### SELECTED EXCERPT
<<<<

INVENTOR OF ZICAM COLD REMEDY ARRESTED FOR ILLEGALLY IMPORTING AND DISTRIBUTING OF UNAPPROVED ‘BIRD FLU’ DRUG
LOS ANGELES – Charles B. Hensley, the inventor of the zinc-based Zicam cold remedy, is scheduled to be arraigned this afternoon after being arrested yesterday on federal charges of illegally importing and distributing an unapproved herbal product that he claimed prevented and treated avian influenza.
Hensley, 57, of Redondo Beach, was arrested yesterday afternoon on charges of illegally bringing a product called Vira 38 into the United States and distributing the product to customers around the nation. Hensley was charged in a 12-count indictment that was returned on May 20 by a federal grand jury.
The indictment accused Hensley of four misdemeanor counts of introducing an unapproved new drug into interstate commerce, four misdemeanor counts of introduction of a misbranded drug into interstate commerce, and four felony counts of illegally importing an unapproved drug into the United States.
Hensley was arrested at his residence by members of the Southern California Import Task Force – which is made up of agents with the Food and Drug Administration’s Office of Criminal Investigations and investigators with the Los Angeles Police Department – and the United States Postal Inspection Service.

>>>>

### THE DATA
<<<<

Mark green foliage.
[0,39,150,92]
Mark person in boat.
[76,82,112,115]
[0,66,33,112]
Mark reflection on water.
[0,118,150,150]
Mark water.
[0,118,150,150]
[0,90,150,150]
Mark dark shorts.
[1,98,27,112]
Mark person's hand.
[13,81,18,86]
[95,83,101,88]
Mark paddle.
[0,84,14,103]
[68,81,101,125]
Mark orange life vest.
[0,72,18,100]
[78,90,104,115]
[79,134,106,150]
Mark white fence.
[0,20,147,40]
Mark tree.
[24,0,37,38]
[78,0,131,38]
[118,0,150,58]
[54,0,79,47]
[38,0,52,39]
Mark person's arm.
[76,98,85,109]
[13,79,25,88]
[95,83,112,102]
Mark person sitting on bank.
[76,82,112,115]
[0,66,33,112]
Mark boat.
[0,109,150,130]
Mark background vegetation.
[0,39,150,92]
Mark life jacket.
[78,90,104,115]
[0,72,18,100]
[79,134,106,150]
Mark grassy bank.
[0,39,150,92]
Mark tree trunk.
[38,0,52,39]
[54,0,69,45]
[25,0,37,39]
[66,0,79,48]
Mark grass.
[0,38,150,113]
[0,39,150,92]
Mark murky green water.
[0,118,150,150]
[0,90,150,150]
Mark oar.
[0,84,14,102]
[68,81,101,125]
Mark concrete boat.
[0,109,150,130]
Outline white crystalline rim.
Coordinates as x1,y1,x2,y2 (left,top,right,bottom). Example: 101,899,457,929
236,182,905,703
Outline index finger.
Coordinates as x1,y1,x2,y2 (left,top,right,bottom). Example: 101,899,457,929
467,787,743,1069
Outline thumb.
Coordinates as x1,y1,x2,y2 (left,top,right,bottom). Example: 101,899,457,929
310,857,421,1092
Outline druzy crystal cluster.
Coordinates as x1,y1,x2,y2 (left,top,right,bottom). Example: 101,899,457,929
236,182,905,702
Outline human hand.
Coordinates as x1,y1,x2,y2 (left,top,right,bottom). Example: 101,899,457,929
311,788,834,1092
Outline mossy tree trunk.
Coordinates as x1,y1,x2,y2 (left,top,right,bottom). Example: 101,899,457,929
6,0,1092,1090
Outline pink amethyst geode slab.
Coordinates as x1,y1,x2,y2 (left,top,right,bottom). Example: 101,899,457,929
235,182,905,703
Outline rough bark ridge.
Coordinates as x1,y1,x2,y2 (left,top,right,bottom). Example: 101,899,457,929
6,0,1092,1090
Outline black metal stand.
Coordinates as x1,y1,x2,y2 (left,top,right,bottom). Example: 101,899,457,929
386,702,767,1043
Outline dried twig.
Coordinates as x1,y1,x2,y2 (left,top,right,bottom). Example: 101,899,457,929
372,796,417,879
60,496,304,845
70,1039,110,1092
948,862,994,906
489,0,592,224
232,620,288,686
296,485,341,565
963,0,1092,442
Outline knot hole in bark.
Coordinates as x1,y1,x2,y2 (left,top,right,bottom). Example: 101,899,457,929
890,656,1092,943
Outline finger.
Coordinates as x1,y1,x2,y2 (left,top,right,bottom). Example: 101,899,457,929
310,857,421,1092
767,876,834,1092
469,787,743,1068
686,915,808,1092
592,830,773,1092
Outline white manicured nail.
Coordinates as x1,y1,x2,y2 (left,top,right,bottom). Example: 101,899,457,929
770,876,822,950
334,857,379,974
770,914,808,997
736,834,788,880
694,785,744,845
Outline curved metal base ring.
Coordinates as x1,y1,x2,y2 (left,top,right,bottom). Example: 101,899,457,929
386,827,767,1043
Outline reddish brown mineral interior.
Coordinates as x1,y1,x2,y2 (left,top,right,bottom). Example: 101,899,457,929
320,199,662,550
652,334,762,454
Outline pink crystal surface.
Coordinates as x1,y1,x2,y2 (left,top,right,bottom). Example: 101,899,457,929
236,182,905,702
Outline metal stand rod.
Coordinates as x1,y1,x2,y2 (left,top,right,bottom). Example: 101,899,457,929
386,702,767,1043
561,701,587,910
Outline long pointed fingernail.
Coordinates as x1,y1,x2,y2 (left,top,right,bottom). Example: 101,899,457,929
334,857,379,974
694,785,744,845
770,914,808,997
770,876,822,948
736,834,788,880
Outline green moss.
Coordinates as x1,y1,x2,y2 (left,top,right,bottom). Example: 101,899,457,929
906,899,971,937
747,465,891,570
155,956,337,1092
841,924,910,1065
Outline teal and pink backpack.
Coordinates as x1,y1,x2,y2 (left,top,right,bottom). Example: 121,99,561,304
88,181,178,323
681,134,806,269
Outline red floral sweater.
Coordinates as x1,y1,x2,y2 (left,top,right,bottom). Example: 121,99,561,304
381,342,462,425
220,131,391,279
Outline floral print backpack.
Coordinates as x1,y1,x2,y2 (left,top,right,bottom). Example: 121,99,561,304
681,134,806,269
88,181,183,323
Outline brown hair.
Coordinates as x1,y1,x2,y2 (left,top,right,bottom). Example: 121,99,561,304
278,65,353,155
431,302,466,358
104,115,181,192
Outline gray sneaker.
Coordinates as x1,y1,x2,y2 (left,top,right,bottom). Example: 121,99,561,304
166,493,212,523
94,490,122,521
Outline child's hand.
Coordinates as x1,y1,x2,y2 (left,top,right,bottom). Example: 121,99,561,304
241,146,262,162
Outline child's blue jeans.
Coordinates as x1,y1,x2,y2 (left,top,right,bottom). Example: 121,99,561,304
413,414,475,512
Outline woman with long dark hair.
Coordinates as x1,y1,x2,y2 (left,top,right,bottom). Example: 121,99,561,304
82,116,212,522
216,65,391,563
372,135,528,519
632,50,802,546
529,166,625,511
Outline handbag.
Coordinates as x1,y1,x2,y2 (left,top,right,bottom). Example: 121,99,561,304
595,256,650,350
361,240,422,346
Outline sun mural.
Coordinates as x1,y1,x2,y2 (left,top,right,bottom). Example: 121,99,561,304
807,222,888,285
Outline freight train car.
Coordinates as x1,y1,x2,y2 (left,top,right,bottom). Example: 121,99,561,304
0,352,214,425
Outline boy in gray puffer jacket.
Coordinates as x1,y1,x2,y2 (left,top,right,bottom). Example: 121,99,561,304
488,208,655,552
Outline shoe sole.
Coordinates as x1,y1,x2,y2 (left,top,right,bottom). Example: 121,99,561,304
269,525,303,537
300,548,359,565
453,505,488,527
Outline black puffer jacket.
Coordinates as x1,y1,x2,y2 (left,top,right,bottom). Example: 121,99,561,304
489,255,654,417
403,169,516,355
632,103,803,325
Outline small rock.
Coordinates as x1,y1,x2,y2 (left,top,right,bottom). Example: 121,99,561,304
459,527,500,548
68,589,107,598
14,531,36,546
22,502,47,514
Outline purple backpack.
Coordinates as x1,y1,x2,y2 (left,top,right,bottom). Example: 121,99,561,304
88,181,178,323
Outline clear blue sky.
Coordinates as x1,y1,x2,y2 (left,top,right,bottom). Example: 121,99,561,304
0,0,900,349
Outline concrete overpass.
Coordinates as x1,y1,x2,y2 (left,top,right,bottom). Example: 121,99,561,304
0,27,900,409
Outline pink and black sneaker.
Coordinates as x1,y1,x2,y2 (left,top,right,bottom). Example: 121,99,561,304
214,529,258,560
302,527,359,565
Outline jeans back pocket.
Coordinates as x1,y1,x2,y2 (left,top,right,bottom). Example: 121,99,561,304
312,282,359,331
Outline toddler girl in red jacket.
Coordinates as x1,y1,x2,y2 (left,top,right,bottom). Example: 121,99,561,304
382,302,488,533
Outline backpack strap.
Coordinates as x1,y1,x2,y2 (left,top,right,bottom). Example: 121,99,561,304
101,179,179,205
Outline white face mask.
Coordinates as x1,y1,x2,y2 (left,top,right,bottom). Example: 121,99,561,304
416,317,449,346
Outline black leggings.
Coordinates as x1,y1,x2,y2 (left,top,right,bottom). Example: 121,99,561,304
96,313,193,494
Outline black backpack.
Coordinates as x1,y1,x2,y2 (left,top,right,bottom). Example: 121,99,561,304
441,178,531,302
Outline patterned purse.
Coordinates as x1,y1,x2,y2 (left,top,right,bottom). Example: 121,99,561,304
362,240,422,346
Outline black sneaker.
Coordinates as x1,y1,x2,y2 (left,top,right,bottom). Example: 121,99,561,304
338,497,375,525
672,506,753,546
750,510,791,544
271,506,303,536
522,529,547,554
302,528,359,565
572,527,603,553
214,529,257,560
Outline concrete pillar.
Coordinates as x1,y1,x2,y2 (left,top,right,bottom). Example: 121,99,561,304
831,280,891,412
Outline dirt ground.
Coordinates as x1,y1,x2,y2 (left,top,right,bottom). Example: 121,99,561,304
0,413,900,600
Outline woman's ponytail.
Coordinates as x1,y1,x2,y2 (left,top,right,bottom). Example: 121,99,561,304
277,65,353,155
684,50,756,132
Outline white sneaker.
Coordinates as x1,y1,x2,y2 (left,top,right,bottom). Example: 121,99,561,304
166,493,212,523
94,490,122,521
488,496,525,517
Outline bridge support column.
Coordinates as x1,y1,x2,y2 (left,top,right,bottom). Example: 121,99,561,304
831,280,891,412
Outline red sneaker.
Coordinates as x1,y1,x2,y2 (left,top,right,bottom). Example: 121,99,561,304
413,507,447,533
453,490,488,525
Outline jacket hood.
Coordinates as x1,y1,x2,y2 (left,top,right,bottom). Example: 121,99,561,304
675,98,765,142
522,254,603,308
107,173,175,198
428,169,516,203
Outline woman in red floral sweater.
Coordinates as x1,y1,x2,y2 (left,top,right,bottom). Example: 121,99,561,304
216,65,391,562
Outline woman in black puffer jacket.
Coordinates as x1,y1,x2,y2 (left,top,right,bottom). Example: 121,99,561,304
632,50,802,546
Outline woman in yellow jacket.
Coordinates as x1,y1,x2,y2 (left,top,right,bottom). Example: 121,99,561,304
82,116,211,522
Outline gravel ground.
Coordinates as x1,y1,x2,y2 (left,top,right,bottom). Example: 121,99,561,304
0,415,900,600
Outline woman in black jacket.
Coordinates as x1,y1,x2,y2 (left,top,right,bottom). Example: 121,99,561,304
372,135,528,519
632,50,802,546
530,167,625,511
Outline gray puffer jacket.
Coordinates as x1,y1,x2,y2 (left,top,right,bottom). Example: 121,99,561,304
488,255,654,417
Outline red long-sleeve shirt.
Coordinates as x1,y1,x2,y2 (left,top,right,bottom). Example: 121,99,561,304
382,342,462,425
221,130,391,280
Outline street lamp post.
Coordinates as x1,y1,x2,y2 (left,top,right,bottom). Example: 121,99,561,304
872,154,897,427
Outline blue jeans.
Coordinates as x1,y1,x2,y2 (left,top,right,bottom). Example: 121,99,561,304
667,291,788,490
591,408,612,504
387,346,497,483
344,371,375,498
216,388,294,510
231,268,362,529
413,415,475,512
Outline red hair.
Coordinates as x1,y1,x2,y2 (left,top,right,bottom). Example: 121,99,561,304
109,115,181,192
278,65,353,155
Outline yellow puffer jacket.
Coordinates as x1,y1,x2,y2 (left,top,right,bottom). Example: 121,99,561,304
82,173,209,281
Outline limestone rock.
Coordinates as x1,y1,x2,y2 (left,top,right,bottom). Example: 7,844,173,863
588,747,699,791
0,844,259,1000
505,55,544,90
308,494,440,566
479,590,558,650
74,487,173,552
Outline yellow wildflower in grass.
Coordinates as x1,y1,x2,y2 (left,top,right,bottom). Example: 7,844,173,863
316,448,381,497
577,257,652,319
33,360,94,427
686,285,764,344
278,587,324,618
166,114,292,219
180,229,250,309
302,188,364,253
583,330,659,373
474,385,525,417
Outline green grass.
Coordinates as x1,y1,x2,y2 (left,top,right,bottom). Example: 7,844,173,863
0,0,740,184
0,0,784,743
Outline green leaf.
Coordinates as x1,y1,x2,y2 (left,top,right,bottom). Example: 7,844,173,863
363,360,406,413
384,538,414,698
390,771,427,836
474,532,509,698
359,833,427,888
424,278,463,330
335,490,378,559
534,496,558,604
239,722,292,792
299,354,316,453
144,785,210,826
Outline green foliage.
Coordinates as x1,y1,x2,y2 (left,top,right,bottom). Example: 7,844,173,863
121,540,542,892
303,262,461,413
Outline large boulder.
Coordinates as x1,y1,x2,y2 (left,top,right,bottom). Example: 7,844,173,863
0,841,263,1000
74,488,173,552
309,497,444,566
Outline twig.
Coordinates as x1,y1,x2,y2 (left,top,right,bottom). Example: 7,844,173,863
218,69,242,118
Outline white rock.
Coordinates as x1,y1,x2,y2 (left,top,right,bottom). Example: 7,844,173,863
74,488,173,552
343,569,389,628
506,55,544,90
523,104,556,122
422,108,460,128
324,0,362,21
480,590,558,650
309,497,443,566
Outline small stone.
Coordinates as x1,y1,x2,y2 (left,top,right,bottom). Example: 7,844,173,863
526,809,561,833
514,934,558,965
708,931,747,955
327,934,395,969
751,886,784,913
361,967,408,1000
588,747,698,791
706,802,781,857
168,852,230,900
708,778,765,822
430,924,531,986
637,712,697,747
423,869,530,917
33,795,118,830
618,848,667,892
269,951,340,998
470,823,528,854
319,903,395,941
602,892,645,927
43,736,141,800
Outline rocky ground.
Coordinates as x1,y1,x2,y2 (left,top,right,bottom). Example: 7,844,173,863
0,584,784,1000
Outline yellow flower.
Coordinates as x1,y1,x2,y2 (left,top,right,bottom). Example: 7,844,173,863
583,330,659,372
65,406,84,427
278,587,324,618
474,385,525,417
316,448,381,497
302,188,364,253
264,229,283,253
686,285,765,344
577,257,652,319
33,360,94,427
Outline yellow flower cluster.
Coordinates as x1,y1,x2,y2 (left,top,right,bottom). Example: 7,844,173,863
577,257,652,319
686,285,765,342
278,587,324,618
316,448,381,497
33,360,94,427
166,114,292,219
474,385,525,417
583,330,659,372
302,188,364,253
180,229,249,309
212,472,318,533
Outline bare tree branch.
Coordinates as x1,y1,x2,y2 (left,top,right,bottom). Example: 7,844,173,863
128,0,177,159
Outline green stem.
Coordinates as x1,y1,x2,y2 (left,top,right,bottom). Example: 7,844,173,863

>>>>

### REQUIRED ACTION
Reproduce the passage from the text on the Zicam inventor's arrest, everything from "INVENTOR OF ZICAM" down to "treated avian influenza.".

### RESPONSE AREA
INVENTOR OF ZICAM COLD REMEDY ARRESTED FOR ILLEGALLY IMPORTING AND DISTRIBUTING OF UNAPPROVED ‘BIRD FLU’ DRUG
LOS ANGELES – Charles B. Hensley, the inventor of the zinc-based Zicam cold remedy, is scheduled to be arraigned this afternoon after being arrested yesterday on federal charges of illegally importing and distributing an unapproved herbal product that he claimed prevented and treated avian influenza.